§ **Istruzioni**: Per ciascuna affermazione indica se concorda con il brano estratto sulla rivoluzione in Russia e in Germania. Rispondi sì o no e cita le parole esatte del brano che lo stabiliscono. 1. Nel gennaio 1918 Lenin riteneva possibile la vittoria finale del socialismo in un solo Paese. 2. La Luxemburg e Liebknecht restarono dentro l'USPD. 3. Le Tesi d'Aprile di Lenin risalgono al 1918.
====== Brano estratto
La questione del socialismo era solo stata posta in Russia. Non poteva essere risolta in Russia.

In occasione del Terzo Congresso dei Soviet nel gennaio 1918 Lenin affermò:

La vittoria finale del socialismo in un unico Paese è, naturalmente, impossibile. Il nostro contingente di operai e contadini che sostanzia il potere dei soviet è uno dei contingenti della più grande armata mondiale. (8)

E in marzo, ai tempi del trattato di Brest-Litovsk ripeté:

È assolutamente vero che senza una rivoluzione tedesca siamo perduti. (9)

Nelle sue Tesi d'Aprile del 1917 Lenin aveva sostenuto l'esigenza di una nuova Internazionale che sostituisse la Seconda, schiacciata dall'imperialismo nell'agosto 1914. La guerra stessa cominciò a materializzare le basi per questa Internazionale, in quanto gli operai e gli ex-socialdemocratici intensificarono la resistenza ai propri governi. La fine della Prima Guerra Mondiale fu sollecitata dagli scioperi di Vienna, Amburgo, Brema e altre città tedesche. Quando la notizia delle insurrezioni di Vienna raggiunse Mosca, Radek, uno dei leader bolscevichi, registrò così le dimostrazioni spontanee originatesi davanti al Cremlino.

Non ho mai visto niente del genere. Operai, uomini e donne, e soldati dell'Armata Rossa marciarono fino a tarda sera. La Rivoluzione mondiale era arrivata. Quelle masse di gente stavano ascoltando il suo passo di acciaio. Il nostro isolamento era finito. (10)

Questo era un po' prematuro. Sebbene molti operai ed ex-soldati d'Europa avessero cominciato ad aderire all'idea del soviet, nella maggior parte dei Paesi ciò non aveva ancora preso la forma di nuovi partiti comunisti. Persino in un Paese come la Germania i rivoluzionari non erano riusciti a distinguersi chiaramente dai Socialisti social-sciovinisti. Nonostante che la Luxemburg e Liebknecht avessero costituito la Lega di Spartaco, rimasero all'interno del centrista USPD tedesco (che includeva Kautsky e Bernstein) nel timore dell'isolamento dalla massa della classe. Questo non fece che confondere gli operai ed isolare gli Spartakisti da gruppi minori, ma politicamente chiari, come la Sinistra di Brema e i Socialisti Internazionali (IKD). Dato che, per di più, i Social Democratici non si opponevano apertamente ai soviet, ma operavano dietro le quinte per distruggerli, gli Spartakisti non erano considerati come i soli sostenitori dei consigli operai, (come fu il caso dei Bolscevichi in Russia). Se riprendiamo la citazione iniziale di Victor Serge, la grande mistificazione della borghesia dell'Europa Occidentale, che incorporava i cosiddetti socialisti nella propria difesa, fu un fattore determinante per l'arresto dell'espansione della rivoluzione in Germania e oltre.
============
====== Voci mostrate
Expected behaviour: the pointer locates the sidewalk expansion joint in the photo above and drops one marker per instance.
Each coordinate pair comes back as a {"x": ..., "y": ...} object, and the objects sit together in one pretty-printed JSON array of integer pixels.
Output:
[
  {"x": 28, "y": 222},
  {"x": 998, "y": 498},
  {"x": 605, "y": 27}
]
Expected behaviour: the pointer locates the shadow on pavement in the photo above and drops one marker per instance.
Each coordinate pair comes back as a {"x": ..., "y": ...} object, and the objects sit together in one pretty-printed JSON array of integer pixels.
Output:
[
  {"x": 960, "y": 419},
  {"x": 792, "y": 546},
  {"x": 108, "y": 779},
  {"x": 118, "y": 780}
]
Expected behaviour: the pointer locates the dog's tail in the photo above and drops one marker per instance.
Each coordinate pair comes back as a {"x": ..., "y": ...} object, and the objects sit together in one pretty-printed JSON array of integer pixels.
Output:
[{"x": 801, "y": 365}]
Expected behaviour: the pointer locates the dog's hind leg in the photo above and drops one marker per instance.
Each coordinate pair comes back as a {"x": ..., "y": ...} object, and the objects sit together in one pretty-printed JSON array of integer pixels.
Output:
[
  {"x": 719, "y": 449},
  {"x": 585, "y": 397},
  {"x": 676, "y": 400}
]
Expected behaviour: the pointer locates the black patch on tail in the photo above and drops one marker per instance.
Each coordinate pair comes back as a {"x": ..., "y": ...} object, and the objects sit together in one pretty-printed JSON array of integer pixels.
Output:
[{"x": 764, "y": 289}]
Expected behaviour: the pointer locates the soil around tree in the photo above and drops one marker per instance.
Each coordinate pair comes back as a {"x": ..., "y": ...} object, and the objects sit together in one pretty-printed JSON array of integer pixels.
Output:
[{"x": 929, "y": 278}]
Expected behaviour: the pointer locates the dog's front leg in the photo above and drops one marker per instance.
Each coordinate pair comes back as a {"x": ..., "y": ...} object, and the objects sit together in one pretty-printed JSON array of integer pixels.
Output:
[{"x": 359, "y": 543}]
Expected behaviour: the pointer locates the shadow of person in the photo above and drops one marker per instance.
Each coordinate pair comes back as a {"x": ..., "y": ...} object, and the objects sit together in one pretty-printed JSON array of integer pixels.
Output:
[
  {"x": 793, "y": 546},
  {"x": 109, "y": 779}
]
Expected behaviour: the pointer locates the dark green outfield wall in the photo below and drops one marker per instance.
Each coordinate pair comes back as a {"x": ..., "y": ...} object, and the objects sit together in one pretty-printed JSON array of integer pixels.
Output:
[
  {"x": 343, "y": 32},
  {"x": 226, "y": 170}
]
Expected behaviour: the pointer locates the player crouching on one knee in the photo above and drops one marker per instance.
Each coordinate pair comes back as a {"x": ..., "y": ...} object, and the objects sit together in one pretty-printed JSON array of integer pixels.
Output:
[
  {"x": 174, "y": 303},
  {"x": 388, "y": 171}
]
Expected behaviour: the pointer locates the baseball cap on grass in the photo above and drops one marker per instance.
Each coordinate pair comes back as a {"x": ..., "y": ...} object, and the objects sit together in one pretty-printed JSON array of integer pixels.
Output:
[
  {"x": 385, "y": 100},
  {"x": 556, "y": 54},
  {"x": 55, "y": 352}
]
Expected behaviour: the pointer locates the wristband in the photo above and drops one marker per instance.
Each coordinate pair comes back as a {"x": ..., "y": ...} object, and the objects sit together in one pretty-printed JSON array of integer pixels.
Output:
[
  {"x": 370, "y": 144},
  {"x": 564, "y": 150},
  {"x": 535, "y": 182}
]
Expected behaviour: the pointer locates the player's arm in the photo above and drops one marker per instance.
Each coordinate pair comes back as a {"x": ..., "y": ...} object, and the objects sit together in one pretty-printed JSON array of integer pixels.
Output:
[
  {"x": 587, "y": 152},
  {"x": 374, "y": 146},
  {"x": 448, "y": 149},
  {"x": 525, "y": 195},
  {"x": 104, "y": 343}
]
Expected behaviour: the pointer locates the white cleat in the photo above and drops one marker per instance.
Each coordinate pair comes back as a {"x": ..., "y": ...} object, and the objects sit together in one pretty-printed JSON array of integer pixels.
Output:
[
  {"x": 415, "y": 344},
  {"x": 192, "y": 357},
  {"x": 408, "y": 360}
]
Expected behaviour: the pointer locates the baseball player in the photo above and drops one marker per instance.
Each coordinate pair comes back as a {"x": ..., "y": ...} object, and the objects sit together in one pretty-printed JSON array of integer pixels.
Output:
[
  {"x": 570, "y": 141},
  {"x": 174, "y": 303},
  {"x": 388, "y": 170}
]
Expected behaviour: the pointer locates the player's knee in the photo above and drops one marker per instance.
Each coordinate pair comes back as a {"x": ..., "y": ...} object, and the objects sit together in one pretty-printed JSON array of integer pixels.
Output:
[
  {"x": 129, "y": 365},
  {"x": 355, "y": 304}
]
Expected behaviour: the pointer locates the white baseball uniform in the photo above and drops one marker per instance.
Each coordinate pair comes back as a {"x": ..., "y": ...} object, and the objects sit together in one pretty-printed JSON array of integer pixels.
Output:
============
§ **Risposta**:
1. No: «La vittoria finale del socialismo in un unico Paese è, naturalmente, impossibile.»
2. Sì: «rimasero all'interno del centrista USPD tedesco»
3. No: «Nelle sue Tesi d'Aprile del 1917»